** begin MATERIAL FOR THIS TASK **
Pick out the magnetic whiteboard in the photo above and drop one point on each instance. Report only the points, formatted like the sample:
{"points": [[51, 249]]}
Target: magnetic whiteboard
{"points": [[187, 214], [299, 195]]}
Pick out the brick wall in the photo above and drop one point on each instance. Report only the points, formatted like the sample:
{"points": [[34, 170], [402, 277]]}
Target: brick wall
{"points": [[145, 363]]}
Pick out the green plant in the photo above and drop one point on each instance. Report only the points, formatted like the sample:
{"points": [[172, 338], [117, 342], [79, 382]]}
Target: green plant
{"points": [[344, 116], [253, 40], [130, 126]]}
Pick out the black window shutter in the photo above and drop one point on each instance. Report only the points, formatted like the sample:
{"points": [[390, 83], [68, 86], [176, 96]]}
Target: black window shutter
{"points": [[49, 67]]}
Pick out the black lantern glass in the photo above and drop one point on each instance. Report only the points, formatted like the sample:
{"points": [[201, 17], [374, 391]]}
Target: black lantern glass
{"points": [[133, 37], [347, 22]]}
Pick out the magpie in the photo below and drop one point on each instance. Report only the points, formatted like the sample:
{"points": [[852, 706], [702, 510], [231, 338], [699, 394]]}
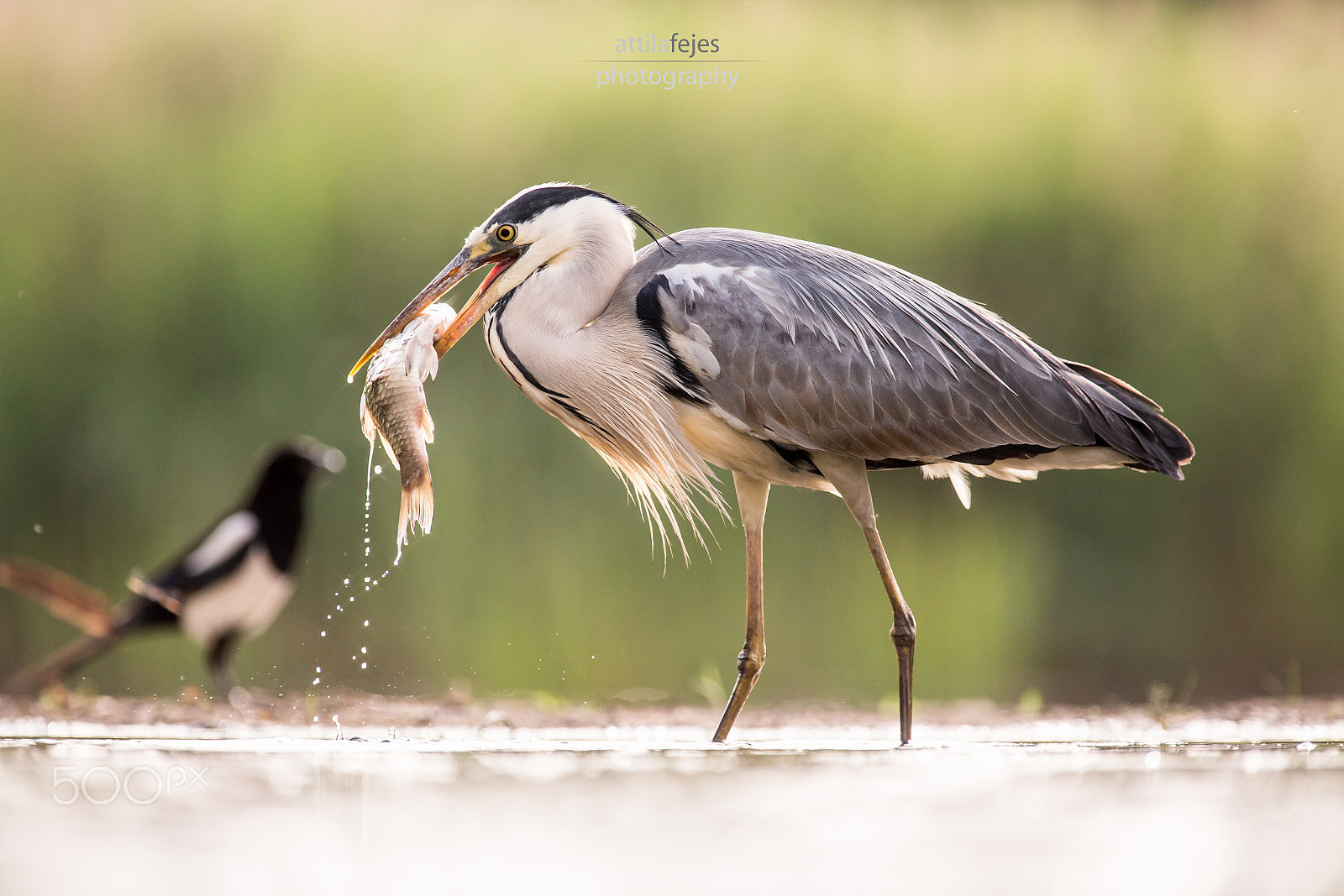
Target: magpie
{"points": [[228, 586]]}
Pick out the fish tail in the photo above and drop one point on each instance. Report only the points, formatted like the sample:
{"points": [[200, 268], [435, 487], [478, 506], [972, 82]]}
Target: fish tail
{"points": [[417, 506]]}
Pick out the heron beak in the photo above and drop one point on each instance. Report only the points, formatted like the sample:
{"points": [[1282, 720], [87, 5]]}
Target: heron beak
{"points": [[465, 262], [474, 309]]}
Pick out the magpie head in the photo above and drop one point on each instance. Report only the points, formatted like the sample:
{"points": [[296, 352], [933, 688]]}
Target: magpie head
{"points": [[291, 469]]}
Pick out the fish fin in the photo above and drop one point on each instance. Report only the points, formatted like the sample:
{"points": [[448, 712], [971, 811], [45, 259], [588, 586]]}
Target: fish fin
{"points": [[417, 506], [391, 454], [366, 419], [427, 423]]}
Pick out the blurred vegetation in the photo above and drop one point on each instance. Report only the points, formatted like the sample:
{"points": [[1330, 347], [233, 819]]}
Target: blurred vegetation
{"points": [[208, 210]]}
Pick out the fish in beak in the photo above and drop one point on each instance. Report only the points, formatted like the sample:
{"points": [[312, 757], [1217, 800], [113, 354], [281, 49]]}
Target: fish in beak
{"points": [[468, 261]]}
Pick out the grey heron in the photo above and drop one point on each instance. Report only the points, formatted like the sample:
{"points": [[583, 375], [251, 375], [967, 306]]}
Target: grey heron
{"points": [[785, 362]]}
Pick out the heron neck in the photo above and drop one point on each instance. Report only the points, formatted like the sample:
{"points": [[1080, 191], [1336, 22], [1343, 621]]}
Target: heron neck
{"points": [[573, 289]]}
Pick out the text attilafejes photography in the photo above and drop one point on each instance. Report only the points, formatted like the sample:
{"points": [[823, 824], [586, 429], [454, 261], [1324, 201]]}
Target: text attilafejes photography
{"points": [[669, 62]]}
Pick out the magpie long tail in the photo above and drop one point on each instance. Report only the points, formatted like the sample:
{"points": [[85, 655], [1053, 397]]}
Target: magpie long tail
{"points": [[58, 664]]}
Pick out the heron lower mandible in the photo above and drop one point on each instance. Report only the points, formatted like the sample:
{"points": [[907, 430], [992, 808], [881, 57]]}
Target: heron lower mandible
{"points": [[781, 360]]}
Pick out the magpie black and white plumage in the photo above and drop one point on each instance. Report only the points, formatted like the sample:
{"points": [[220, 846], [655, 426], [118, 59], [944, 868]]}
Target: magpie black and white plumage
{"points": [[230, 584]]}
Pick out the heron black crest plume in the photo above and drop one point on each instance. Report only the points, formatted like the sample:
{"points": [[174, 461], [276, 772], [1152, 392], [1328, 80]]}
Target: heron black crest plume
{"points": [[534, 202]]}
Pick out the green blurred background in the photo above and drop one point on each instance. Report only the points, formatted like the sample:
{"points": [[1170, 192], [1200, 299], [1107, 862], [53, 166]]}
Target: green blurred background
{"points": [[208, 210]]}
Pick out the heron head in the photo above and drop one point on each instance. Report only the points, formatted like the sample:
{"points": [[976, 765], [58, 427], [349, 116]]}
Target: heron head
{"points": [[535, 228]]}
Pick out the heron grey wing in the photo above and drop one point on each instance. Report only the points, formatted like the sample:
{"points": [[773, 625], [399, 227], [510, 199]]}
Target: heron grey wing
{"points": [[820, 348]]}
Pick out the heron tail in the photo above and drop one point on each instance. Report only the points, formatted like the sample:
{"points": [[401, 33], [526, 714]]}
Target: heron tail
{"points": [[1137, 427]]}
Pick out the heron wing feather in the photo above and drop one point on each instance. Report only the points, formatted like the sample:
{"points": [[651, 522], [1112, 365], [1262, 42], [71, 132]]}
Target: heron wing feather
{"points": [[824, 349]]}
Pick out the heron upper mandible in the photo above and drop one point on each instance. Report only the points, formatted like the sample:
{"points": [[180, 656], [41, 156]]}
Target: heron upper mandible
{"points": [[781, 360]]}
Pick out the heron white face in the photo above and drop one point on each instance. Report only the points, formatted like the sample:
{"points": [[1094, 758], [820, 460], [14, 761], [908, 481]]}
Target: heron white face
** end MATERIAL FOR THIS TASK **
▸ **WHAT YOU WILL DO**
Quote the preceding records in their entirety, excluding every picture.

▸ **FINISHED TASK**
Pick out the magnetic whiteboard in the photo above and drop one point on each instance. Report only the points, formatted like the sample:
{"points": [[51, 249]]}
Target: magnetic whiteboard
{"points": [[187, 214], [299, 195]]}
Pick out the brick wall in the photo above and drop one point on each instance. Report only the points, formatted like the sample:
{"points": [[34, 170], [402, 277]]}
Target: brick wall
{"points": [[145, 363]]}
Pick out the green plant in the photo above and drop one point on each instance. Report only the points, formatted like the sample:
{"points": [[172, 338], [117, 342], [79, 382]]}
Target: green plant
{"points": [[344, 116], [253, 40], [130, 126]]}
Pick out the black window shutter in the photo above and drop one point on each instance. Report only the points, formatted like the sample:
{"points": [[390, 83], [68, 86], [176, 96]]}
Target: black window shutter
{"points": [[49, 67]]}
Pick out the black lantern glass in the photo above and drop one point on each instance. Report only the points, formatted like the sample:
{"points": [[201, 17], [374, 391]]}
Target: black lantern glass
{"points": [[133, 37], [347, 22]]}
Pick out the magpie in the photo below and drop one point on each instance. Report only the points, formatted like the sample:
{"points": [[852, 706], [702, 510], [231, 338], [699, 394]]}
Target: magpie
{"points": [[228, 586]]}
Pick out the fish tail in the photo above and drop one point on each instance. Report only the points, formatted like the sample:
{"points": [[200, 268], [435, 487], [478, 506], [972, 82]]}
Target: fish tail
{"points": [[417, 506]]}
Pick out the heron beak in the photo above and drop one point on each instance. Report only the points, formatted like the sample:
{"points": [[1282, 720], [87, 5]]}
Target: heron beak
{"points": [[465, 262], [474, 309]]}
Pick out the magpie head in the photo above and drop one point on each instance. Report only the points, formatted like the sample:
{"points": [[296, 352], [933, 688]]}
Target: magpie head
{"points": [[291, 469]]}
Pick out the fish fin in the photo above and drop one point on each instance. Report only the points, formatted like the sample:
{"points": [[448, 712], [971, 811], [45, 259], [588, 586]]}
Target: fish fin
{"points": [[417, 506], [391, 454], [366, 419], [427, 423]]}
Pick out the blurred vegetation in the photo above and drop one point on each instance. Report only the points, formatted like the sample:
{"points": [[1330, 347], [233, 819]]}
Target: blurred vegetation
{"points": [[208, 210]]}
Pick out the fish in beak in the photo above and drop one point on each instance. Report only the points, formatted like the sample:
{"points": [[312, 757], [1217, 800], [113, 354], [281, 49]]}
Target: fish in beak
{"points": [[468, 261]]}
Pick out the grey heron in the photo above and drop one point on each instance. Report only the points, formatted like the sample:
{"points": [[583, 375], [251, 375], [967, 306]]}
Target: grey heron
{"points": [[785, 362]]}
Pick out the heron neck in the photo above and drop one point on each instance. Report only the points, formatted like the sample:
{"points": [[1080, 191], [1336, 22], [1343, 621]]}
Target: heron neck
{"points": [[573, 289]]}
Pick out the text attilafejes photography in the photo above and drop one point on each instance. Report only the points, formatted like the sample:
{"points": [[823, 824], [586, 429], [454, 261], [1324, 201]]}
Target: text attilafejes photography
{"points": [[669, 62]]}
Pick out the magpie long tail in the photo above and drop one point on each instance. Report only the points, formatted like the sample:
{"points": [[85, 655], [1053, 397]]}
Target: magpie long tail
{"points": [[58, 664]]}
Pick out the heron lower mandible in the photo above and drop one point on each instance. Report only the points, formatted like the sample:
{"points": [[907, 430], [992, 808], [881, 57]]}
Target: heron lower mandible
{"points": [[781, 360]]}
Pick out the magpie black and white plumage in the photo above and drop one point on each instance. Report only the points, formatted like the sample:
{"points": [[220, 846], [655, 426], [118, 59], [944, 868]]}
Target: magpie black and white plumage
{"points": [[230, 584]]}
Pick out the heron black crest plume in the photo above and drop one point on each instance. Report only the points, formatted like the sample:
{"points": [[174, 461], [276, 772], [1152, 392], [1328, 80]]}
Target: heron black crest plume
{"points": [[534, 202]]}
Pick out the green blurred background in the photo above and drop one point on each instance. Report only the points, formatted like the sample:
{"points": [[1170, 192], [1200, 299], [1107, 862], [53, 166]]}
Target: green blurred background
{"points": [[208, 210]]}
Pick out the heron head in the photo above and drop one point on each instance. Report only the points, formatted like the sample:
{"points": [[976, 765], [58, 427], [349, 116]]}
Target: heron head
{"points": [[535, 228]]}
Pick out the heron grey wing in the photo above and drop one point on each instance. Report only the points, formatted like the sample:
{"points": [[773, 625], [399, 227], [510, 199]]}
Target: heron grey wing
{"points": [[820, 348]]}
Pick out the heron tail in the photo above and drop one point on each instance. Report only the points, formatted like the sample:
{"points": [[401, 33], [526, 714]]}
Target: heron tail
{"points": [[1137, 427]]}
Pick out the heron wing feather in the photo above and drop one point on each instance. Report only the points, formatted like the sample:
{"points": [[651, 522], [1112, 365], [1262, 42], [71, 132]]}
Target: heron wing feather
{"points": [[824, 349]]}
Pick out the heron upper mandible in the photo above and drop one point on each instance. Report only the points, formatted like the sample:
{"points": [[180, 656], [41, 156]]}
Target: heron upper mandible
{"points": [[781, 360]]}
Pick out the heron white face in the photo above and drop one point on each instance. Report only the points, formatted like the sample:
{"points": [[1094, 758], [820, 460], [14, 761], [908, 481]]}
Target: heron white face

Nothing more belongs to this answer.